■ The problem: Copy each of the following entries line for line, with no changes.

# # # #

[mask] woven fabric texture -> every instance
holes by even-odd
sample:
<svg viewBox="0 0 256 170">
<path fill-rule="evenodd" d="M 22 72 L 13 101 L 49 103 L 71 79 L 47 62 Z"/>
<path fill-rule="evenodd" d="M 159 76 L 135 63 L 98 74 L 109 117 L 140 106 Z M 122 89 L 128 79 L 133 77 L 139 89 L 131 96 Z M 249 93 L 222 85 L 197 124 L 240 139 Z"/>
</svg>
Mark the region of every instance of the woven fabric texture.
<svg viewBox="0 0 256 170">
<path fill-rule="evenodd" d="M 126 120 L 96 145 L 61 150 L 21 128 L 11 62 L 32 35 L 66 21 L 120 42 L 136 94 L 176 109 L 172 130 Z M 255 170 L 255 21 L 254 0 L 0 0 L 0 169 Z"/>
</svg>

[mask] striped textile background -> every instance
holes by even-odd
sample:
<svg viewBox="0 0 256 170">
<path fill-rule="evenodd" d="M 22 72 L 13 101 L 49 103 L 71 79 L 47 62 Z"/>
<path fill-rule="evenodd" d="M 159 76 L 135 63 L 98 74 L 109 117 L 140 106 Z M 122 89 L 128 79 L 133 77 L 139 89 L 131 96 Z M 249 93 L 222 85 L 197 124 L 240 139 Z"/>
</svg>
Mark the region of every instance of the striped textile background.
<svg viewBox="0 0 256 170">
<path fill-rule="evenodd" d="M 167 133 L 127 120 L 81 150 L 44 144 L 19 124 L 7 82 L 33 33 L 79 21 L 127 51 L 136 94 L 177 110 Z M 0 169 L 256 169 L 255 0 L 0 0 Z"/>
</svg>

# # # #

■ Right answer:
[mask] woven fabric texture -> every instance
holes by even-odd
sample:
<svg viewBox="0 0 256 170">
<path fill-rule="evenodd" d="M 22 72 L 13 101 L 49 103 L 71 79 L 47 62 Z"/>
<path fill-rule="evenodd" d="M 159 76 L 135 63 L 98 74 L 109 117 L 140 106 Z M 122 89 L 128 79 L 133 77 L 139 89 L 131 96 Z M 249 93 L 222 85 L 197 124 L 240 139 Z"/>
</svg>
Mark the region of every instance of the woven fabric texture.
<svg viewBox="0 0 256 170">
<path fill-rule="evenodd" d="M 126 120 L 96 145 L 61 150 L 21 128 L 11 62 L 32 35 L 66 21 L 120 42 L 136 94 L 176 109 L 172 130 Z M 255 170 L 255 21 L 254 0 L 0 0 L 0 169 Z"/>
</svg>

[mask] striped textile background -> every instance
holes by even-odd
sample:
<svg viewBox="0 0 256 170">
<path fill-rule="evenodd" d="M 22 72 L 13 101 L 49 103 L 71 79 L 47 62 Z"/>
<path fill-rule="evenodd" d="M 159 76 L 135 63 L 98 74 L 109 117 L 140 106 Z M 122 89 L 128 79 L 133 77 L 139 89 L 131 96 Z M 249 93 L 222 85 L 197 124 L 240 139 Z"/>
</svg>
Mark the region of every instance of the striped textile background.
<svg viewBox="0 0 256 170">
<path fill-rule="evenodd" d="M 167 133 L 127 120 L 81 150 L 44 144 L 19 124 L 7 82 L 33 33 L 79 21 L 127 51 L 136 94 L 177 110 Z M 0 169 L 256 169 L 255 0 L 0 0 Z"/>
</svg>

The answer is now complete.